(TASK TO COMPLETE): Which rows below contain the word "water"? Report each of those rows in full.

(RAW RECORDS):
START

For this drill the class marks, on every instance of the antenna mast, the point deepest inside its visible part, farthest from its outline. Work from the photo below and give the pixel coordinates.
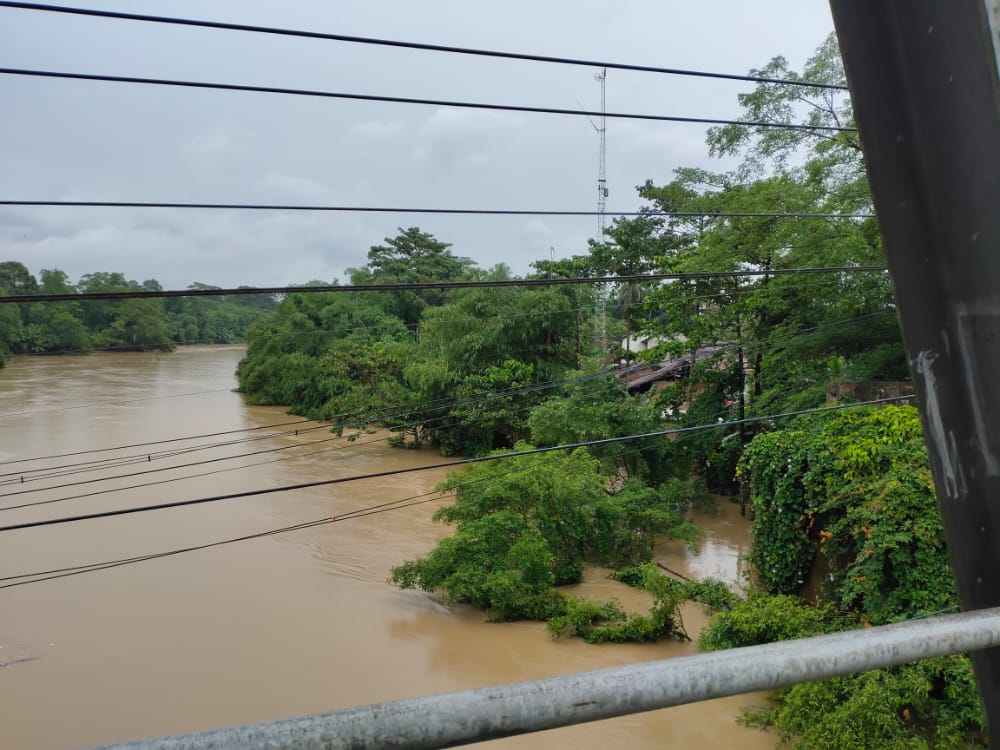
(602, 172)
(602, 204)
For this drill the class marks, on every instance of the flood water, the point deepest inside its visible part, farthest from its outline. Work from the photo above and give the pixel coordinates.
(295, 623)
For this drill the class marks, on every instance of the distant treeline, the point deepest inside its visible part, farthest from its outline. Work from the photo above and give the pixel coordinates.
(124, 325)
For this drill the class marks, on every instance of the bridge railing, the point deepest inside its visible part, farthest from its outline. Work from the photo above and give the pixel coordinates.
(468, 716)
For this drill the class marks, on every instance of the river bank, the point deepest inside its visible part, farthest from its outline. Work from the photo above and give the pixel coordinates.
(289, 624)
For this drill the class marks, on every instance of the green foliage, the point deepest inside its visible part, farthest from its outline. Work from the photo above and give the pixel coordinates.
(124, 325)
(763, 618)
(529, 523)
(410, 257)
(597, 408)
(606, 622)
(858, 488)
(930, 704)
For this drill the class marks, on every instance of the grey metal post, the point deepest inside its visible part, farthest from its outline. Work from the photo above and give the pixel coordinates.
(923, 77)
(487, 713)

END
START

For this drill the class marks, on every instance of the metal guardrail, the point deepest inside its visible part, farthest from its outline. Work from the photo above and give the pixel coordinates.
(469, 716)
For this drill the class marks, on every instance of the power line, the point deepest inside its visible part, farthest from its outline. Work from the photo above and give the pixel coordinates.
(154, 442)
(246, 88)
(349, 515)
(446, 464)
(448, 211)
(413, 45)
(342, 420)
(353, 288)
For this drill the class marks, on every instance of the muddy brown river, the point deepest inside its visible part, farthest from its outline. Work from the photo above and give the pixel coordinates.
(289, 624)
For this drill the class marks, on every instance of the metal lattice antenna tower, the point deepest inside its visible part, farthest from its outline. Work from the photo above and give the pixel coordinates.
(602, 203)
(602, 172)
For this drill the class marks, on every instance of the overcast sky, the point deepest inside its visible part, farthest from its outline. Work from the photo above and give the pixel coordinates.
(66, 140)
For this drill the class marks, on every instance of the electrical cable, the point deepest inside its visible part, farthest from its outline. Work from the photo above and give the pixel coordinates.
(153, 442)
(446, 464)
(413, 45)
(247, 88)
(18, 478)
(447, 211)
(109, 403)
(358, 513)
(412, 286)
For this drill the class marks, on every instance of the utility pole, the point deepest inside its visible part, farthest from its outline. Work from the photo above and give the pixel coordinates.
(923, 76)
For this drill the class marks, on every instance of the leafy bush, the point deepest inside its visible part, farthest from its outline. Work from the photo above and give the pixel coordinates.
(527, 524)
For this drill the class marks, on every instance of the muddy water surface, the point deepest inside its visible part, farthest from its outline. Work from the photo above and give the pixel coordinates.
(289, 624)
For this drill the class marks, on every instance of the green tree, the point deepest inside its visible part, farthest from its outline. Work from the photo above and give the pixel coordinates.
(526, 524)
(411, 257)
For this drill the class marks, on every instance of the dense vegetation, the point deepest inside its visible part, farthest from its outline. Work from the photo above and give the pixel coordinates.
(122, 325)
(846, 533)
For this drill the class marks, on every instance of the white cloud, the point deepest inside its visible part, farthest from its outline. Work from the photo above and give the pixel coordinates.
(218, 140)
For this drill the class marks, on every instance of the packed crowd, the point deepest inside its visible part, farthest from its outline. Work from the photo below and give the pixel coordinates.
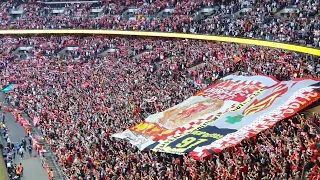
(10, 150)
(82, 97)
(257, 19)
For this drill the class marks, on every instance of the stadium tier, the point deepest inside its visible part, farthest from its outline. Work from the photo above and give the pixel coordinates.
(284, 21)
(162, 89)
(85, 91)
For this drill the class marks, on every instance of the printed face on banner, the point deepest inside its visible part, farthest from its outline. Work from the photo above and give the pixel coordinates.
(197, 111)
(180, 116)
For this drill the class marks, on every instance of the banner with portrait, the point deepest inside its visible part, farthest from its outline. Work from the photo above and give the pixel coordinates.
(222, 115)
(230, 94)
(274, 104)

END

(COMPLETE OUTPUT):
For this drill the class marks, on every instance of the flood water, the point deepest inside its visible part, farthest from its outline. Work from the photo above and give the pixel coordinates.
For this drill the class marks, on every instance of the muddy water surface, the point deepest inside its visible part, farthest from its outline. Work from the photo above and give the pixel coordinates.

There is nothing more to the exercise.